> **Region pointing data**

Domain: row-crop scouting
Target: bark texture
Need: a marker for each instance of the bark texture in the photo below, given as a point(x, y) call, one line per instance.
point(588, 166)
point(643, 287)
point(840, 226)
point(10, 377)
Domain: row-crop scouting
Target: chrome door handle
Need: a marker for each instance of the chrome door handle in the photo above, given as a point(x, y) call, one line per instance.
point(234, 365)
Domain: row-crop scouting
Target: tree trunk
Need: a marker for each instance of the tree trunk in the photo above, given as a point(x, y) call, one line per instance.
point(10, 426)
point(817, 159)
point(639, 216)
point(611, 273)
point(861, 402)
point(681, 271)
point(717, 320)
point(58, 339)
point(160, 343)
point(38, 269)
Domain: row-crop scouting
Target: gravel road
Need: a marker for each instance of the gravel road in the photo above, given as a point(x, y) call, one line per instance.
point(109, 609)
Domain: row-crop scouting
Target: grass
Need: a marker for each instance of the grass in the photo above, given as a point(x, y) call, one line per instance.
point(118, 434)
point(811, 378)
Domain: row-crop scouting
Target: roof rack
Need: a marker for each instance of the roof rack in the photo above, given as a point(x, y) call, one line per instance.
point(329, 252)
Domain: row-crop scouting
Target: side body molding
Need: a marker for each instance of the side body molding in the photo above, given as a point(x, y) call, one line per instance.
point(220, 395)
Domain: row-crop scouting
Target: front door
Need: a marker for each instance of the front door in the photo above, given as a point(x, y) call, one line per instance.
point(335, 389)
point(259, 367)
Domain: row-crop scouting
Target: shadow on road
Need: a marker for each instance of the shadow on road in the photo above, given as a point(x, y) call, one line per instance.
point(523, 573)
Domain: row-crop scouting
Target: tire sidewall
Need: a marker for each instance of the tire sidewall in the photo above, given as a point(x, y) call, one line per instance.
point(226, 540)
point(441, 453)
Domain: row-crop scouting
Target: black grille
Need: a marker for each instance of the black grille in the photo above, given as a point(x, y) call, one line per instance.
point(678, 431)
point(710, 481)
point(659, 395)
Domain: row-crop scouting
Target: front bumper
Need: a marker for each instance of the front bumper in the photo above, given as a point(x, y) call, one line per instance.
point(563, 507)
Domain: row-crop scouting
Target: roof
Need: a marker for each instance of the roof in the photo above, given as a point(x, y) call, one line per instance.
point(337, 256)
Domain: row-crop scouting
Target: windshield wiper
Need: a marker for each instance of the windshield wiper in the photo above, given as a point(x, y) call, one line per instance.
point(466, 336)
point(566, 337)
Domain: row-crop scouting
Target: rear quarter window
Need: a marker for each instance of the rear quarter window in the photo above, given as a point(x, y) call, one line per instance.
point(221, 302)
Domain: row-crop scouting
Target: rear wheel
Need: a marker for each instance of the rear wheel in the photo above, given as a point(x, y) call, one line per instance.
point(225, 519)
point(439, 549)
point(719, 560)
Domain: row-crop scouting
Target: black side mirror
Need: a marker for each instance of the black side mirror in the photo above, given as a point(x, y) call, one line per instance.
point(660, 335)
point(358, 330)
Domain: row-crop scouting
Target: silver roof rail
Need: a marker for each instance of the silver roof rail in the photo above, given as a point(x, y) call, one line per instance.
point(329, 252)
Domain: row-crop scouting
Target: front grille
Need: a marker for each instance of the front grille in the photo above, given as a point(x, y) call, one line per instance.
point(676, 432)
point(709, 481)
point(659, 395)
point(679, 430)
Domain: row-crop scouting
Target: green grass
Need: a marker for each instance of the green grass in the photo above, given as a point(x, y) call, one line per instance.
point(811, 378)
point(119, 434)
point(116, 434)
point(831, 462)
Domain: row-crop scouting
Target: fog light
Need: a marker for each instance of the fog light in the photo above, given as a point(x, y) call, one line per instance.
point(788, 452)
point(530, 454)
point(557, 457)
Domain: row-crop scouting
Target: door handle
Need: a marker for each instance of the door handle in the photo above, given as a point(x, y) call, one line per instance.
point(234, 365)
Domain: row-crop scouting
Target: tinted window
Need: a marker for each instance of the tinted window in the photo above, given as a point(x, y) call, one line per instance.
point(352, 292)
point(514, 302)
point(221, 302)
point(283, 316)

> **PROBLEM DETAILS**
Would you write down every record again, exactly?

> **ANSWER BOX**
Domain: row-crop scouting
Target: bark texture
Need: a marker for each instance of the bark texture in the photo below, given as a point(x, y) call, one line per instance.
point(588, 166)
point(643, 287)
point(840, 226)
point(10, 377)
Domain: row-crop scouting
Target: chrome door handle
Need: a marker for each instance of the chrome door handle in the photo above, given as a point(x, y) call, one line per instance.
point(234, 365)
Domain: row-crop scouting
Target: tree trunk
Need: a marker for each instance of the tree trunk in the photo above, given as a point(x, y) call, one line per instance.
point(10, 426)
point(817, 159)
point(639, 216)
point(611, 273)
point(861, 402)
point(681, 271)
point(717, 320)
point(58, 339)
point(160, 343)
point(38, 269)
Domain: row-crop scouting
Target: gravel road
Need: a marker for each instance of the gravel road in the photo above, given as a point(x, y) call, one line per instance.
point(109, 609)
Domain: row-crop scouting
Target: grass
Need: a marker for each instance of the grass in the photo above, given as a point(x, y) call, one line per instance.
point(118, 434)
point(811, 378)
Domain: row-crop scouting
Target: roof rack
Need: a marker for each instance of the roof rack in the photo above, given as a point(x, y) call, one line per instance.
point(329, 252)
Domain: row-crop scouting
Target: side body molding
Need: a marker for each instance of the side body molding in the photo above, given as a point(x, y) call, one line per instance.
point(220, 395)
Domain: row-crop scouting
Target: front door
Need: a marker for each instance of the front door in the photo above, given as a point(x, y) call, one line per instance.
point(335, 389)
point(259, 367)
Domain: row-crop scouting
Target: shadow on road
Need: a marker for each instance of the shadow on road in the photo above, given as a point(x, y) call, one line per instance.
point(523, 573)
Domain: row-crop scouting
Target: tire sidewall
Need: a marker for each instance of the tire sidewall in the photo above, given as a point(x, y) call, one line per instance.
point(226, 540)
point(441, 453)
Domain: row-crop scouting
Target: black grille
Need: a marker for each instance of the black grille in the photo above, given as a point(x, y) call, one line per instance.
point(678, 431)
point(710, 481)
point(659, 395)
Domain: row-crop scouting
Target: front bumper
Need: a marker for each instance of the front bumper in the photo above, given as a point(x, y) call, one line per instance.
point(563, 507)
Domain: row-crop scouting
Target: roof
Need: a marker for each instance of the roof in the photo above, given as a point(x, y) call, one line per instance.
point(337, 256)
Domain: row-crop scouting
Target: windshield wiper
Need: a marker for each instance of the windshield wiper in the photo above, given as a point(x, y) call, one line per instance.
point(466, 336)
point(566, 337)
Domain: row-crop scouting
Target: rear quarter window
Need: a marker for each instance of the rear quarter window in the photo above, given as a point(x, y) call, one line per instance.
point(221, 302)
Domain: row-crop scouting
Target: rear wheel
Need: a marker for each instance of the rear wheel in the photo above, given as a point(x, y) call, one line per instance.
point(225, 519)
point(439, 549)
point(719, 560)
Domain: row-crop scouting
Target: black side mirror
Need: a marker for each instance of the black side mirror in the photo above, given as a point(x, y) call, one line per instance.
point(660, 335)
point(358, 330)
Domain: row-crop scouting
Target: silver roof rail
Need: a marker for each instance of the silver roof rail in the photo above, given as a point(x, y) call, one line per instance.
point(329, 252)
Domain: row-crop scouting
Target: front grille
Need: a marker for each instance of the front grille in the photo above, given as a point(x, y) call, one line per instance.
point(676, 432)
point(709, 481)
point(659, 395)
point(679, 430)
Domain: row-crop scouting
Target: green grass
Need: a marker for each instance of the green grass in the photo above, given as a point(x, y) call, one line per instance.
point(811, 378)
point(119, 434)
point(116, 434)
point(831, 462)
Domain: row-crop scouting
Target: fog light
Need: a marker for each instance of the fog light in the photo above, given as a point(x, y) call, one line per instance.
point(788, 452)
point(530, 454)
point(557, 457)
Domain: row-crop scouting
Target: door handle
Need: a marker for each instance of the door handle in the photo above, given as a point(x, y) call, one line per instance.
point(234, 365)
Domain: row-crop scouting
Target: tinted window
Need: a marker for each instance of the tinted window in the photo above, given as a point(x, y) call, one line per instance.
point(352, 292)
point(514, 302)
point(221, 302)
point(283, 316)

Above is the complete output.